## Excerpt to read
BEGIN

We ended up getting completely hammered and leaving the party to go to a bar. I didn’t realize it, but we went to meet up with some of Brady’s friends. Brady is besties with this doctor named Alex, who is super single and I’ve offered to wing woman for. He’s cute and nerdy in a Brady kind of way. But not great with women, which I love about him.

I spent the majority of the night trying to scout of girls for Alex, who had the nerve to be picky. He’d be like, “I don’t like her hair,” and “She’s too big.” Like okay dude. Don’t be annoying.

Eventually we took our party back to Brady’s – Alex, Craig, Craig’s girlfriend and this annoying lawyer girl named Amy. She kept being like, “In law school we did this,” and “In law school this happened.” At one point in the evening, she started a sentence with, “When I was in law school,” for the one millionth time and I cut her off.

“Wait, you went to law school?!”

She looked at me like I am actually mentally handicapped.

They all smoked and we hung out until 4:45am. I woke up at 9am, curled into a ball on the armchair. Alex was passed out on the couch with a bag of Doritos on his chest. Brady wasn’t around and you know what the first thing I thought was? He’s probably in bed with Amy. Amy! Why would he even be in bed with her? I hate that my mind immediately goes there.

I found Brady sleeping on the bed in all of his clothes with Tucker. It was honestly so fucking adorable, I wish I would’ve taken a picture. I went to the side of the bed to wake him up and Brady opened one eye to look at me.

“Good morning, princess,” he greeted me groggily.

Brady never calls me any pet names and certainly not “princess” so y’all know what I thought? He must have another girl that he calls princess and it accidentally slipped out when he saw me.

We got up and cleaned and then I made smoothies and avo toast for us. We spent the majority of the day watching movies, eating and playing with Tucker. Toward the end of the day when I was thinking of packing up my things and going home, I decided to have a conversation with Brady. We were laying on the opposite ends of the couch with our legs intertwined with each other.

Brady was looking on his phone and I said, “So…” and he looked up. “Are we like back together? What are we doing?”

He looked confused. “What do you mean?”

I had to force myself not to get irritated. The question was clear. “I mean, are we friends hooking up or are we a couple?”

Brady grabbed my knee and it was actually so, so sweet coming from him. “No, we are more than friends. I hope.”

“So we are back together then,” I said.

“I don’t think we should force ourselves into anything. I don’t want to do that,” he said.

“You don’t want to force anything?” I echoed, trying to comprehend what that even meant.

“I just think the way we have been recently is perfect. I don’t want things to go haywire…again.”

I just stared at him for a moment, not even sure how to take that. When were things ever haywire? Brady started to say something else, but I started speaking at the same time and he let me finish.

“Are you seeing any other girls?”

“No…”

I waited a moment for him to complete his answer, but that was it.

“And you don’t want to? You just want to be with me?”

“Correct.”

“But you don’t want to force anything.”

“Can we just have fun without the pressure? I don’t want to fight with you about getting married. I just want to be with you.”

And even if it wasn’t exactly what I wanted to hear, it was sweet and I knew Brady was being open and honest which he never used to be. I appreciated that.

END

## Supplied information
BEGIN

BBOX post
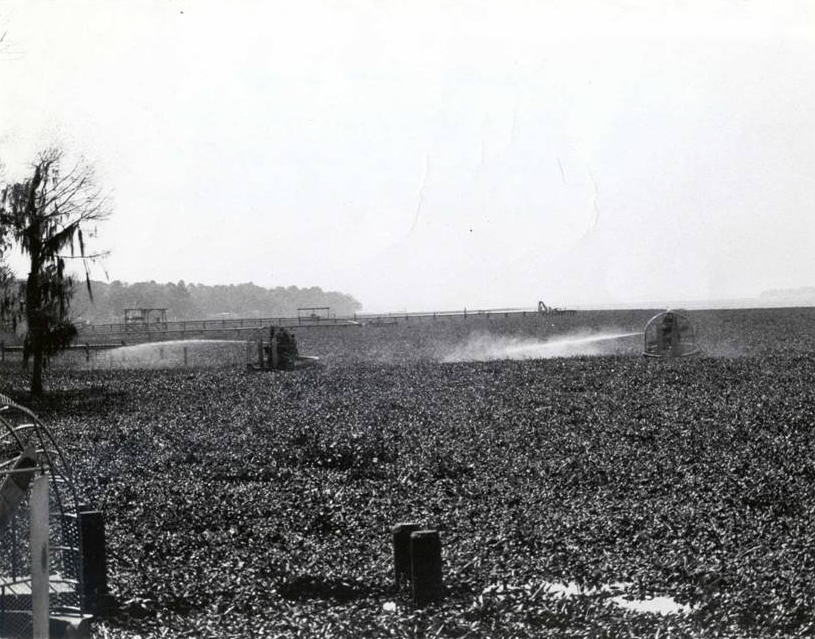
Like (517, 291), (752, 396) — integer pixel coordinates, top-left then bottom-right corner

END

## Work to complete
a. Revise the Brady excerpt so that "haywire" reads "chaotic". Begin at the words "I just stared" and stop after "let me finish.".
b. List every first name that appears in the Brady excerpt.
The material has no connection to the Brady excerpt.

## Exercise answers
a.
I just stared at him for a moment, not even sure how to take that. When were things ever chaotic? Brady started to say something else, but I started speaking at the same time and he let me finish.

b. Brady, Alex, Craig, Amy, Tucker